▸ WORK REQUEST 1
In the llama.cpp b8992 release write-up, which functions does llama-mmap now use?
▸ WORK REQUEST 2
Decide whether each statement agrees with the llama.cpp b8992 release write-up. Answer yes or no for each, and quote the words from the write-up that decide it.
(a) The release adds KleidiAI support on Apple Silicon macOS/iOS.
(b) Prebuilt Windows binaries include a ROCm 7.2 build.
(c) Earlier versions failed with large model files because of 32-bit offset limits.
▸ WORK REQUEST 3
Carry on the llama.cpp b8992 release write-up, starting after its last sentence.

▸ PASSAGE SHOWN
——

Developer Tools

b8992

Now run LLMs in the browser with 32-bit WASM and handle models over 2GB...

Deep Dive

The llama.cpp project has shipped b8992, a maintenance release that significantly improves memory-mapped file handling for large language models. The headline change updates llama-mmap to use ftello/fseeko, enabling 32-bit WebAssembly targets to handle models exceeding 2GB. This is a critical fix for browser-based or lightweight environments where WASM is used, as previous versions would fail with large model files due to 32-bit offset limitations.

The release also refines the build system, updating to the newer gguf.cpp style and adding support for KleidiAI on Apple Silicon macOS/iOS. The release includes prebuilt binaries for a wide range of platforms: macOS (Apple Silicon with optional Kleidi, Intel, iOS), Linux (CPU, Vulkan, ROCm 7.2, OpenVINO, SYCL), Android (arm64), Windows (CPU, CUDA 12 & 13, Vulkan, SYCL, HIP), and openEuler. This broad coverage ensures developers can run llama.cpp with optimal performance on nearly any device, from edge servers to gaming PCs to mobile phones.

——

▸ LISTED RECORDS
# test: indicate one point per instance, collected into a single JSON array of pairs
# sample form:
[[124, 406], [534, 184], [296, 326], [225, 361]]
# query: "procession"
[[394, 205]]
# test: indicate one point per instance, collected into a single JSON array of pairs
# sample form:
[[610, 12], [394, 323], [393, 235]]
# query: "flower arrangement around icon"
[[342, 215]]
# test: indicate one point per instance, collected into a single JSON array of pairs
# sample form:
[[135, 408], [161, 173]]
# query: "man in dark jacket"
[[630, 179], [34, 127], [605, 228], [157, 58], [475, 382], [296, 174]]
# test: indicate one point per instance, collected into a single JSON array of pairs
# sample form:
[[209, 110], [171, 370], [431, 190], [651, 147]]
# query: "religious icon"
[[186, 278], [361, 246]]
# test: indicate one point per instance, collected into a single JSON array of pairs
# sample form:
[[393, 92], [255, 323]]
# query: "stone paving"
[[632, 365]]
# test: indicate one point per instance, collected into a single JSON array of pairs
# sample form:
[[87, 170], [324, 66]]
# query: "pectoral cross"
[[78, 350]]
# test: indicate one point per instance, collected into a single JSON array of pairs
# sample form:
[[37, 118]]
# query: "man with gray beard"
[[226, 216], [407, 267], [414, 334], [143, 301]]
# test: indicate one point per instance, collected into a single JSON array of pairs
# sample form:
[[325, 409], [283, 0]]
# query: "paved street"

——

▸ TASK RESPONSE 1
ftello and fseeko.

▸ TASK RESPONSE 2
(a) Yes: "adding support for KleidiAI on Apple Silicon macOS/iOS"
(b) No: "Linux (CPU, Vulkan, ROCm 7.2, OpenVINO, SYCL)" and "Windows (CPU, CUDA 12 & 13, Vulkan, SYCL, HIP)"
(c) Yes: "previous versions would fail with large model files due to 32-bit offset limitations"

▸ TASK RESPONSE 3
Key Points
  • Updated llama-mmap to use ftello/fseeko for proper large file support on 32-bit systems
  • Now supports 32-bit WebAssembly (WASM) with models >2GB for browser-based LLM inference
  • Adds KleidiAI acceleration for Apple Silicon and expands build targets to 30+ platform configs

Why It Matters

Enables running larger local LLMs in browsers and resource-constrained environments, expanding on-device AI possibilities.